Goal of the exercise: Leaving out all images, write out the records that follow exactly.
:: Raw records
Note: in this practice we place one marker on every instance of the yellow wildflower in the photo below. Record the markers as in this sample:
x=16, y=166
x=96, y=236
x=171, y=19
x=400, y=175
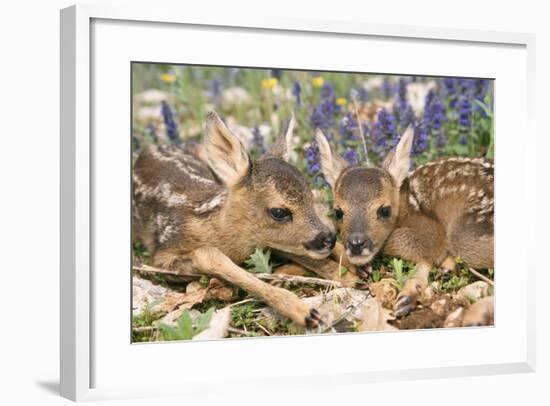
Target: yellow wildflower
x=318, y=81
x=168, y=77
x=269, y=83
x=341, y=101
::::
Solution to this task:
Note: in this practice we place one marker on every instance of the yellow wildflower in the photo below. Record the markers as in this sample:
x=16, y=166
x=96, y=236
x=171, y=19
x=400, y=175
Target: yellow wildflower
x=318, y=81
x=168, y=77
x=269, y=83
x=341, y=101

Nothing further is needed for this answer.